*WHAT THE EXERCISE ASKS*. Images stay out; everything else in the records is to be set down exactly.

# # # #

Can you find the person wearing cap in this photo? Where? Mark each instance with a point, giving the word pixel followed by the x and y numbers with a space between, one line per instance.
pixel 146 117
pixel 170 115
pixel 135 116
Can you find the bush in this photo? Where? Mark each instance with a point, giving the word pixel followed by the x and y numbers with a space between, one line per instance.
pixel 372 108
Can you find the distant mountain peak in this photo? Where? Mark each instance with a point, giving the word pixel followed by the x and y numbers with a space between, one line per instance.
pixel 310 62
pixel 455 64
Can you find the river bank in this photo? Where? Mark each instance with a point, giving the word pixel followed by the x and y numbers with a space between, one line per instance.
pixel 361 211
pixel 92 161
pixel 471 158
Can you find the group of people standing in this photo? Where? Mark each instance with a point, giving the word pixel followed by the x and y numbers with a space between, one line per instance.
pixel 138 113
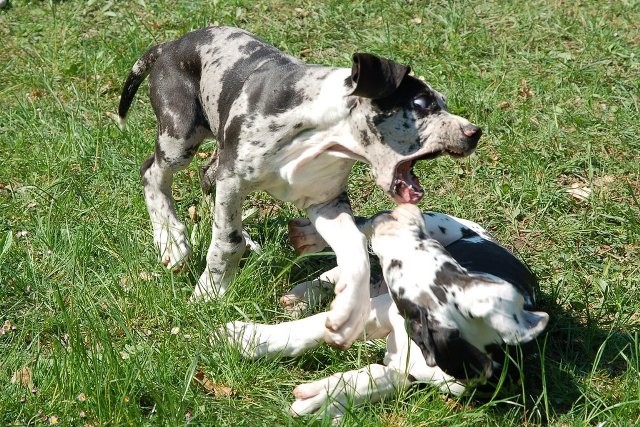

# # # #

*RESPONSE TO THE EXERCISE*.
Can you find the person wearing cap in this photo? Where? Mark each instance with a point, giving the word pixel followed by the x and y numbers with a space between, one line per instance.
pixel 146 117
pixel 170 115
pixel 135 116
Can you find the bush in this photo? Where? Mark each instance with a point, giving the word pixel followed by the x and y numbers with a space between, one line per instance.
pixel 372 108
Can you find the distant mountain peak in this photo? Where? Mark each instance with a point, giving the word pixel followed by the x and y numbers with a space between, one line per instance.
pixel 310 62
pixel 455 64
Can you find the river bank in this photo? Where? Mark each instance with a point, giving the word pixel followed by the x and y numbers with a space between, one line per instance.
pixel 361 211
pixel 92 161
pixel 471 158
Can you find the group of people standing in this photo? Where? Mark each instance with a point, giving the word pixel followed by the x and y numbers with a space between, one line per instance.
pixel 138 113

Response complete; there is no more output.